→ OBJECTIF VISÉ:
Pouvez-vous recopier mot pour mot le passage de l'extrait sur le droit à la réparation qui va de « Droit à la réparation » jusqu'à « de la pollution. » inclus ?

→ EXTRAIT DU TEXTE:
Bruxelles mise sur une concurrence entre les réparateurs pour éviter des coûts de maintenance abusifs et proposer des prix compétitifs. C'est pourquoi l'Europe prévoit de mettre en place une plateforme en ligne dans chaque État membre pour permettre aux consommateurs de trouver les réparateurs et les revendeurs de biens reconditionnés. Les entreprises seront tenues d'afficher en toute transparence leurs prix, afin que les consommateurs puissent les comparer. Le but serait, à terme, de parvenir à créer un "écosystème de la réparation."

Droit à la réparation : un enjeu écologique et économique

Les appareils électroniques ont un impact non négligeable sur l'environnement. Une étude de l'Agence de l'environnement et de la maîtrise de l'énergie (Ademe) et de l'Autorité de régulation des communications électroniques (Arcep) a révélé que les écrans – téléviseurs, tablettes, smartphones, etc. – représentent 2,5 % de l'empreinte carbone en France. C'est pourquoi il est essentiel de rendre leur conception plus durable, afin d'éviter un renouvellement précoce et inutile d'équipements encore fonctionnels. C'est la fameuse obsolescence programmée qui engendre la multiplication des déchets électroniques – et donc de la pollution.

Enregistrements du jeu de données
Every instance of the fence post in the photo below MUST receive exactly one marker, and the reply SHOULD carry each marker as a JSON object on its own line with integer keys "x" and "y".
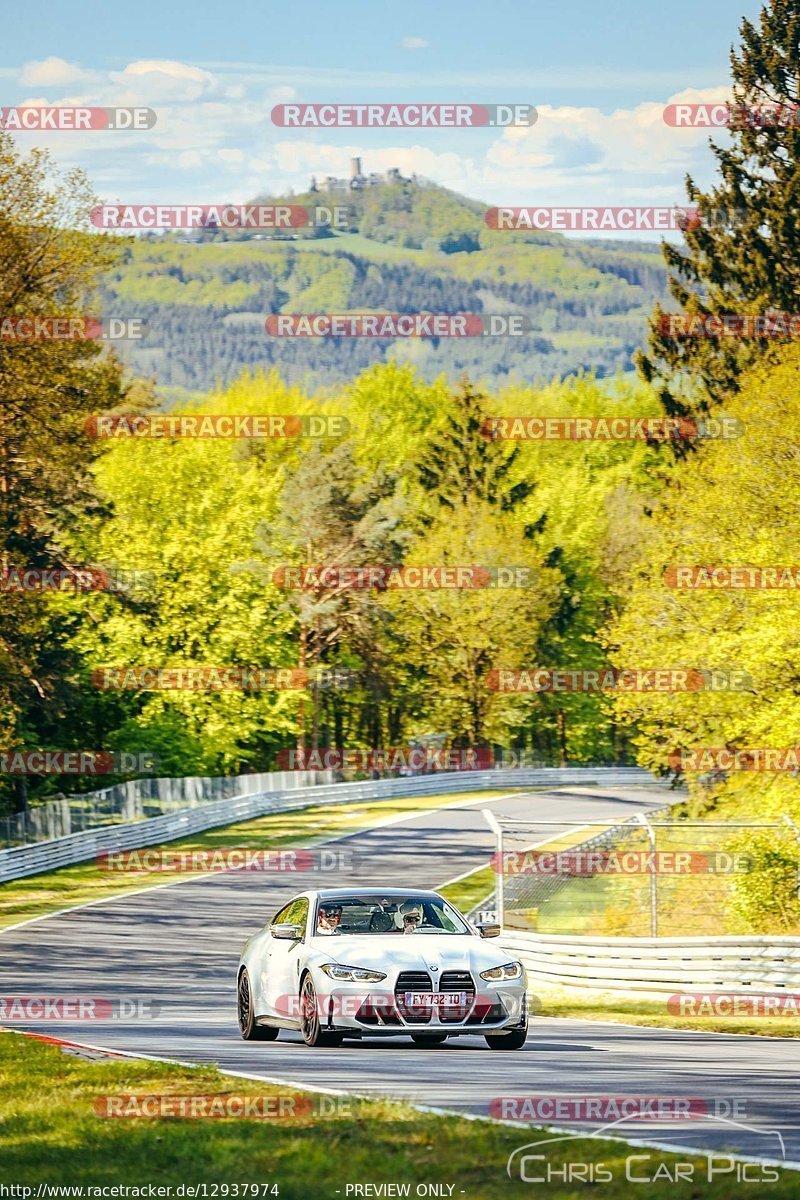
{"x": 499, "y": 891}
{"x": 654, "y": 877}
{"x": 797, "y": 837}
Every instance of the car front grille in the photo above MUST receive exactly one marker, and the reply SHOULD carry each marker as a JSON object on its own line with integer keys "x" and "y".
{"x": 413, "y": 981}
{"x": 457, "y": 981}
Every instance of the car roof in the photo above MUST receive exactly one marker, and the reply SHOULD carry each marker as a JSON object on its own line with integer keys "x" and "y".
{"x": 340, "y": 893}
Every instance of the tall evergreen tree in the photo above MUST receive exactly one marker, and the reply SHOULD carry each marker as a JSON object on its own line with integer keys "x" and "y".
{"x": 743, "y": 256}
{"x": 462, "y": 465}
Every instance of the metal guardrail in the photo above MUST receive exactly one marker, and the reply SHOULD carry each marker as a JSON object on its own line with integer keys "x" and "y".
{"x": 739, "y": 965}
{"x": 46, "y": 856}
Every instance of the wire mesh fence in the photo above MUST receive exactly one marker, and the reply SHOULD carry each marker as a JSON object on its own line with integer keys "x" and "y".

→ RÉPONSE CI-DESSOUS:
Droit à la réparation : un enjeu écologique et économique

Les appareils électroniques ont un impact non négligeable sur l'environnement. Une étude de l'Agence de l'environnement et de la maîtrise de l'énergie (Ademe) et de l'Autorité de régulation des communications électroniques (Arcep) a révélé que les écrans – téléviseurs, tablettes, smartphones, etc. – représentent 2,5 % de l'empreinte carbone en France. C'est pourquoi il est essentiel de rendre leur conception plus durable, afin d'éviter un renouvellement précoce et inutile d'équipements encore fonctionnels. C'est la fameuse obsolescence programmée qui engendre la multiplication des déchets électroniques – et donc de la pollution.